== TEXTE PROPOSÉ ==

10/05/2013
KR'TNT ! ¤ 143. / CONGO SQUARE / BLACKFACE /
KR'TNT ! ¤ 142
KEEP ROCKIN' TIL NEXT TIME
A ROCK LIT PRODUCTION
LITTERA.INCITATUS@GMAIL.COM
09 / 05 / 2013
CONGO SQUARE / BLACKFACE |
LES ORIGINES NOIRES DU ROCK'N'ROLL
FREDDI WILLIAMS EVAN
CONGO SQUARE
RACINES AFRICAINES DE LA nOUVELLE-ORLEANS
( Collection Histoire & Patrimoine / Editions de La Tour Verte )
Sera difficile de remonter plus haut. Le livre commence en 1699 sur les bords du Mississipi en un lieu sacré pour les Indiens et qui deviendra la Nouvelle-Orléans. Les esclaves n'arriveront que vingt ans plus tard, un peu moins de cinq cents directement importés de l'Afrique. L'en viendra d'autres. Beaucoup, notamment plus de 3000 en 1809 en provenance d'Haïti emmenés par leurs maîtres blancs qui fuient le soulèvement de la population noire, l'Indépendance de l'île et la proclamation de la République Dominicaine. Comme par hasard éclate en 1811 la plus grande révolte d'esclaves que connaîtra la Nouvelle-Orléans. Vite matée.
Une population difficile à gérer : les autorités naviguent à vue, tantôt coup on interdit tout regroupement, tantôt on permet des activités festives. Deux coups de bâtons pour un coup de carotte. Parfois on permet les amusements hors des fortifications, puis on les enferme à l'intérieur de la ville, parfois on les scinde en plusieurs emplacements, souvent on les réunit en un seul lieu. Ce sera Congo Square. La municipalité s'acharnera à en varier la dénomination, mais l'appellation a traversé les siècles et a fini par s'imposer officiellement dans les années 1970.

===
== DONNÉES À EXPLOITER ==

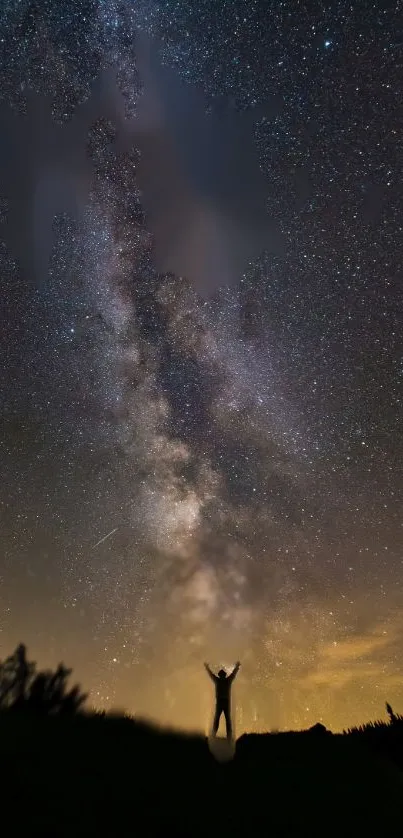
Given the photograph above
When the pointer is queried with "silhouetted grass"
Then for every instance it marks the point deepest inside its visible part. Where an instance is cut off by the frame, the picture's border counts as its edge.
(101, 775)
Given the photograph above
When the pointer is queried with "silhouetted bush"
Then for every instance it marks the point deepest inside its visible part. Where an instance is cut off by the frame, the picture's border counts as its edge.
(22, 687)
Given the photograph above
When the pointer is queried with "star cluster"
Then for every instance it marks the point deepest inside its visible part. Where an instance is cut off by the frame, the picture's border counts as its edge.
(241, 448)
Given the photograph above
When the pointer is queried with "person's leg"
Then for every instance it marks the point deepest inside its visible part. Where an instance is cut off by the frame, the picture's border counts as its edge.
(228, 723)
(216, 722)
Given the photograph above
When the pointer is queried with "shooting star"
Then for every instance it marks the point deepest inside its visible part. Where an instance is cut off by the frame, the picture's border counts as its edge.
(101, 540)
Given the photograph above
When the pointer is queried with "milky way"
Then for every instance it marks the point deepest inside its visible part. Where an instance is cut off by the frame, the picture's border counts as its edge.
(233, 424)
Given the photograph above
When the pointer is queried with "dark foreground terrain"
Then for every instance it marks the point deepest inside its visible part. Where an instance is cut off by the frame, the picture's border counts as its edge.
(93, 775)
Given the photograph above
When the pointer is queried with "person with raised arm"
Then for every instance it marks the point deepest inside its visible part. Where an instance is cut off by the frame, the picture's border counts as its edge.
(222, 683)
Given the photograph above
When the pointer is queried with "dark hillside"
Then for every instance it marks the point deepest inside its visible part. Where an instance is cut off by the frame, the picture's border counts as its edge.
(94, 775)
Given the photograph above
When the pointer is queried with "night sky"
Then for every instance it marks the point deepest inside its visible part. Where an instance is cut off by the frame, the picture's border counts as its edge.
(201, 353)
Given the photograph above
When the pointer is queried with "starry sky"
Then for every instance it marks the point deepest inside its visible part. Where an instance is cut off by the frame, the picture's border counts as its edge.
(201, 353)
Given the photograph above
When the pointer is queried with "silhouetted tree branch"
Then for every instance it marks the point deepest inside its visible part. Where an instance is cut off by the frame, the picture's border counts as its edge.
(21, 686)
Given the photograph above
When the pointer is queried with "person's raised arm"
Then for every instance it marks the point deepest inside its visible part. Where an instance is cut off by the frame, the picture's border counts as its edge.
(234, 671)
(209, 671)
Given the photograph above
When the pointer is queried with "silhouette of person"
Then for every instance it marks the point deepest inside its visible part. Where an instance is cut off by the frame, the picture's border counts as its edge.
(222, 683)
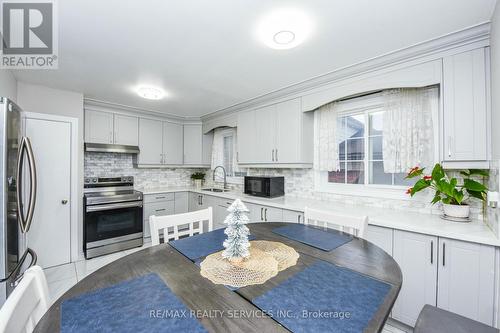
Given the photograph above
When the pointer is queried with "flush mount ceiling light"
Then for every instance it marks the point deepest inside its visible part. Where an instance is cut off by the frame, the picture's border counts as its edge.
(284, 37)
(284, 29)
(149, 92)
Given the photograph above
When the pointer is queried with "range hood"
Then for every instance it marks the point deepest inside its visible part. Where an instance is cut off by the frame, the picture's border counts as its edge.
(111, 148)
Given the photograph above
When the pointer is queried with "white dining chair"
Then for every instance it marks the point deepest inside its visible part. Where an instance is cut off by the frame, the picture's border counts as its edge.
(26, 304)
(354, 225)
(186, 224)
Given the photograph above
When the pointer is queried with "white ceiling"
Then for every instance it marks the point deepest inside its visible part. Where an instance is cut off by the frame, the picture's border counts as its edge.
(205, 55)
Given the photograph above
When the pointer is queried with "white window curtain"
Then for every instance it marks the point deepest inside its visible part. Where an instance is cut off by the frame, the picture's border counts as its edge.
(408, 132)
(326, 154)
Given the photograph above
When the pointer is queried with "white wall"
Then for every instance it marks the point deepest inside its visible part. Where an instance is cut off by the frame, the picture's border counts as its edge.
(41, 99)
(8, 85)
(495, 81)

===

* **SÉRIE D'EXERCICES**:
A. Dénombrez les lignes des entrées qui contiennent la chaîne « white », en tenant compte de la casse. Donnez seulement ce nombre.
B. Rédigez la suite du texte consacré à Congo Square, en reprenant juste après sa dernière phrase.
Le texte et les entrées ne présentent aucun lien entre eux.

* **RÉPONSES RÉDIGÉES**:
A. 4

B.
Congo, parce qu'une fraction importante des masses d'esclaves sont originaires de ce royaume d'Afrique, même si énormément d'ethnies y furent représentées et finirent par s'entremêler. Square c'est un peu poétique, un espace libre, de l'herbe, quelques arbres selon les décennies. Les noirs – esclaves et colorés ( esclaves affranchis qui sont devenus par ce fait des hommes libres ) – peuvent s'y retrouver le dimanche après-midi, après la messe matinale et pas plus tard que dix-huit heures.
TEMOIGNAGES
L'on ne sait pas grand chose. Quelques notes rapides et elliptiques dans des journaux de voyageurs de passage qui rapportent qu'ils ont vu : de loin quelques attroupements de nègres qui s'adonnaient en un sauvage tintamarre à leurs danses de sous-civilisés et à leurs rituels habituels. Freddi William Evans s'en empare et les décortique afin d'en tirer quelques renseignements fiables.
S'intéresse d'abord à la vie de cette population servile. C'est elle qui par son travail édifiera la ville : défrichera les terrains, élèvera les levees, ces fameuses digues que rompit l'ouragan Kaltrina, bâtira les habitations et surtout grâce à sa science agraire importée d'Afrique permettra la culture du riz et donc le décollage économique de la cité... La plupart mal nourris et mal habillés se livrent sur leurs heures de repos ( repas et dimanche après-midi ) à de petits activités commerciales qui leur permettent d'améliorer l'ordinaire ou au bout de plusieurs années d'acheter leur liberté.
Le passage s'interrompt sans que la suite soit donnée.